◆ **Aim of the task**: Word for word, write out all of the data below.

═══ Records ═══

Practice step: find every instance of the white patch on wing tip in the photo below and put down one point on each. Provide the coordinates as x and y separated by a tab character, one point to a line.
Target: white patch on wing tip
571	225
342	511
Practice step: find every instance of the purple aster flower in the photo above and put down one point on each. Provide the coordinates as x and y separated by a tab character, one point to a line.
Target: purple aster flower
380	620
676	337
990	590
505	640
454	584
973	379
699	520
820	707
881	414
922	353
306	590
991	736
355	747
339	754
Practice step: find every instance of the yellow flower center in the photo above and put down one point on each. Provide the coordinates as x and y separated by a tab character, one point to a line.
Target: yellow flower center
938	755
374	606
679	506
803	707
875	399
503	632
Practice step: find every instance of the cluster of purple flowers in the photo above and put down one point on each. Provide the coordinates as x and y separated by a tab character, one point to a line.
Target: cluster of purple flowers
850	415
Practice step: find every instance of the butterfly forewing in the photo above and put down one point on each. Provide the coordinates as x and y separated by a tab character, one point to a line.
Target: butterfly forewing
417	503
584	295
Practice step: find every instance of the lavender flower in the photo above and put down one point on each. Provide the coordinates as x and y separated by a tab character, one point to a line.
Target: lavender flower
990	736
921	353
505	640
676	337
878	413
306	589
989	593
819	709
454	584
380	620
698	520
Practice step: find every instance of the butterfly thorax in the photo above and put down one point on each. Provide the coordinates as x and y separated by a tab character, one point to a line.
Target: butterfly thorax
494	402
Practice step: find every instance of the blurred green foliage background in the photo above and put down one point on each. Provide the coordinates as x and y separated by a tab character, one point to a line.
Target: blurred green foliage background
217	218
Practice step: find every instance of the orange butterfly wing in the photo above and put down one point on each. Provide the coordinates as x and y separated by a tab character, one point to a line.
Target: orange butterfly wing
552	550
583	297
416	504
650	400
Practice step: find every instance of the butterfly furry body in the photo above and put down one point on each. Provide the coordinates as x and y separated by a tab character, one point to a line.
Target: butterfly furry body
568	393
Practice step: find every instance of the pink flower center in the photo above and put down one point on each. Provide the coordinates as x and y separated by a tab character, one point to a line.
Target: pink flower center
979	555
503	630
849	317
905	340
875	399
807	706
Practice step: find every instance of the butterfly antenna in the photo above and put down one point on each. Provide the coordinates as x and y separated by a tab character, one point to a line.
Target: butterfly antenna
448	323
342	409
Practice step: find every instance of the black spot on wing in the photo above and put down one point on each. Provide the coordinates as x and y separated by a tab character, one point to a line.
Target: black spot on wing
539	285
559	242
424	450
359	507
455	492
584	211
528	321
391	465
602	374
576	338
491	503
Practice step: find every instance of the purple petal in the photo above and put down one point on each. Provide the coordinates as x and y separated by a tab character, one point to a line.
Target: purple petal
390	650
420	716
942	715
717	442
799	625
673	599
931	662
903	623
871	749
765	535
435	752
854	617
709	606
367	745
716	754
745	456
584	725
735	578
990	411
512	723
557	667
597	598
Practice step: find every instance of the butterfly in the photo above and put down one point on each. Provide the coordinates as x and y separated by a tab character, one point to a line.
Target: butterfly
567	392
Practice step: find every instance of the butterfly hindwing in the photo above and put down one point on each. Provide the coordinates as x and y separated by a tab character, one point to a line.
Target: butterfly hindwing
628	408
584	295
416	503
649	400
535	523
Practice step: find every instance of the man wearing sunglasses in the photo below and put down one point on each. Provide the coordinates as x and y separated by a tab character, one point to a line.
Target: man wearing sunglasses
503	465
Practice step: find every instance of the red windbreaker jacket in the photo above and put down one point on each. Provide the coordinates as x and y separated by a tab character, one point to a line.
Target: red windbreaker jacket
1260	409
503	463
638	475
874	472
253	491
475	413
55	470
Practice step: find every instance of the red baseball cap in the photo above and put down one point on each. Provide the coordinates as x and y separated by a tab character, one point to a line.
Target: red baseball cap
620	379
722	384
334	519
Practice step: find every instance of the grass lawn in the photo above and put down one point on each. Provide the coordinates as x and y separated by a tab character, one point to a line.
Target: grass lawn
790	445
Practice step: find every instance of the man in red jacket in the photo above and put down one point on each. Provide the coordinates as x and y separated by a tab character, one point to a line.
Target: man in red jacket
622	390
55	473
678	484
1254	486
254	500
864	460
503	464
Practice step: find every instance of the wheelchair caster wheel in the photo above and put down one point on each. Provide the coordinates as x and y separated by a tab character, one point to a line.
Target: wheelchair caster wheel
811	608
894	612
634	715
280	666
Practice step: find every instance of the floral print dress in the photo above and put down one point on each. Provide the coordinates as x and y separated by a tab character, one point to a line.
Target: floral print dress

═══

◆ **Task response**:
Practice step: find every instance of the white patch on wing tip in the photo below and put down one point on each. Provide the coordinates as x and y separated by a tab character, one point to a line.
Target: white patch on wing tip
571	225
342	511
Practice step: find every instance of the purple aster flower in the photo above and put down one point on each. Provide the coordinates as x and y separated by a tab character, one point to a line.
Target: purple aster flower
380	620
676	337
990	590
505	640
454	584
973	379
699	520
820	707
881	414
922	353
306	590
991	736
355	747
339	754
Practice step: find every instance of the yellow flower center in the photo above and put down one point on each. Provide the coordinates as x and y separated by a tab character, one point to a line.
Target: yellow flower center
938	755
374	606
679	506
803	707
875	399
503	632
Practice step: find every instance of the cluster of purple flowers in the photo above and put down one point on each. Provide the coordinates as x and y separated by a tab character, one point to a line.
Target: cluster of purple flowers
850	415
Practice step: find every instance of the butterfly forewing in the photo above and put down one point on each. Provide the coordinates as x and y separated by a tab character, one point to a line.
Target: butterfly forewing
417	503
584	295
Practice step: find every instance of the lavender flower in the photo above and put down one point on each. Provide the coordinates as x and y separated by a tab character, one point to a line.
Target: lavender flower
990	736
921	353
505	640
676	337
878	413
306	589
989	593
819	709
454	584
380	620
698	520
Practice step: find every instance of the butterfly thorax in the photo above and put down one point on each. Provide the coordinates as x and y separated by a tab character, one point to a line.
Target: butterfly thorax
494	402
Practice step: find every instance of the blurred green foliage background in the photo above and put down one point on each. Provide the coordinates as x and y separated by a tab character, one point to a line.
Target: blurred green foliage background
217	218
Practice step: find every instance of the orange butterfly wing in the photo above and put down one point on each. Provide the coordinates as x and y separated by a tab character, one point to a line.
Target: orange butterfly wing
552	550
583	297
416	504
650	400
Practice step: find every instance of the butterfly furry body in the photo above and put down one point on each. Provide the coordinates as x and y separated by a tab character, one point to a line.
Target: butterfly furry body
568	393
Practice step: find every instance of the pink flower center in the photo above and put down one point on each. Provide the coordinates as x and y separated by a tab character, one point to a line.
Target: pink flower center
979	555
503	630
849	317
905	340
875	399
807	706
Practice step: find every instance of the butterfly antenna in the photo above and put down one point on each. Provide the coordinates as x and y separated by a tab character, one point to a line.
Target: butterfly antenna
448	323
342	409
Practice step: find every instance of the black spot on wing in the photo above and put down one point on each. Provide the coordinates as x and y separated by a tab character, one point to a line.
Target: black spot on wing
539	285
559	242
424	450
359	507
455	492
584	211
528	321
391	465
602	374
576	338
491	503
Practice step: find every instance of the purple petal in the photo above and put down one point on each. Provide the coordinates as x and y separated by a tab character, one point to a line.
Target: purple petal
390	650
420	716
942	715
717	442
799	625
673	599
931	662
903	623
871	749
765	535
435	752
854	617
709	606
367	745
716	754
745	456
584	725
735	578
990	411
512	723
557	667
597	598
Practice step: find every instance of the butterfly in the photo above and put down one point on each. Provide the coordinates as x and y separated by a tab character, one point to a line.
Target: butterfly
567	392
Practice step: find every instance of the butterfly hindwing in the photo above and put down one point on each. Provide the coordinates as x and y separated by a tab character, one point to a line.
Target: butterfly hindwing
628	408
584	295
416	503
649	400
535	523
Practice step: find every instance of the man wearing sunglasses in the photo below and put down one point on each. Provide the coordinates as x and y separated by a tab character, one point to a line.
Target: man wearing sunglasses
503	465
Practice step: find every instance of the red windbreaker jacket in the photo above and put down one point on each. Provide the coordinates as x and y separated by a tab character, one point to a line.
Target: red windbreaker jacket
1260	409
503	463
638	475
874	472
253	491
475	413
55	470
Practice step: find every instance of the red baseball cap in the photo above and put down one point on each. Provide the coordinates as x and y separated by a tab character, one point to a line.
Target: red baseball cap
620	379
722	384
334	519
Practice step: find every instance of the grass lawn in the photo above and put down one point on each. Provide the coordinates as x and y separated by a tab character, one point to a line.
Target: grass lawn
790	445
Practice step: find every instance of the man in red jacket in the photo above and put down one point on each. Provide the coordinates as x and y separated by a tab character, one point to a line.
Target: man in red jacket
622	390
55	473
678	484
1254	486
254	500
864	460
503	464
Practice step: find every instance of the wheelchair caster wheel in the photo above and put down one point on each. Provide the coordinates as x and y separated by a tab character, one point to a line.
Target: wheelchair caster wheel
811	608
894	612
634	715
280	666
Practice step: find every instance of the floral print dress in the photo above and put down one point on each. Provide the coordinates as x and y separated by a tab character, one point to a line.
Target: floral print dress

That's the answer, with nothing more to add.